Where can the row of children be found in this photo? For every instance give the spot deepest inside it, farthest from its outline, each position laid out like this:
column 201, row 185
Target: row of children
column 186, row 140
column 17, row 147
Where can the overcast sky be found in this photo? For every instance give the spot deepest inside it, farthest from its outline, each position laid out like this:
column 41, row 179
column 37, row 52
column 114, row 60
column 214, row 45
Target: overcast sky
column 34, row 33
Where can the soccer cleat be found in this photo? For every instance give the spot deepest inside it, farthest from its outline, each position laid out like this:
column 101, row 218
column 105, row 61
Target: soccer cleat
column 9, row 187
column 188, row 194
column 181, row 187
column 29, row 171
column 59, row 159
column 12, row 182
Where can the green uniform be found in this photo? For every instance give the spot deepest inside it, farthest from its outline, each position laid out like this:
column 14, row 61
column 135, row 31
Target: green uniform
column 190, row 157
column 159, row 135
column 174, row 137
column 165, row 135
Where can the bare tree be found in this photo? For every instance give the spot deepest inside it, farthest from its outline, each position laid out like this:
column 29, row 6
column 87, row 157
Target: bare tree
════════════════
◆ PROBLEM TO WORK ON
Give back the entire listing exactly as it was written.

◆ EXERCISE RESULT
Where can the row of children be found in this photo? For every instance give the spot deepest inside it, farthest from its outline, each position laid out like this:
column 201, row 185
Target: row of children
column 186, row 140
column 17, row 147
Where can the overcast sky be found in this photo? For every instance give the spot deepest inside it, farthest from its outline, each position laid out like this:
column 41, row 179
column 37, row 52
column 114, row 60
column 214, row 45
Target: overcast sky
column 34, row 33
Where can the soccer cleat be found in this photo? For every instance give the spot deepest inside it, farthest from its outline, each position laid out like this:
column 101, row 218
column 105, row 61
Target: soccer cleat
column 9, row 187
column 188, row 194
column 181, row 187
column 29, row 171
column 59, row 159
column 12, row 182
Where can the green uniform be found in this photo? For every instance give the spot deepest inside it, farthest from its outline, each position laid out like this:
column 14, row 61
column 135, row 31
Target: green uniform
column 190, row 157
column 159, row 135
column 174, row 137
column 165, row 135
Where can the bare tree be found in this photo? For every instance give the spot deepest inside it, farthest from its outline, each position laid out like this:
column 29, row 6
column 87, row 157
Target: bare tree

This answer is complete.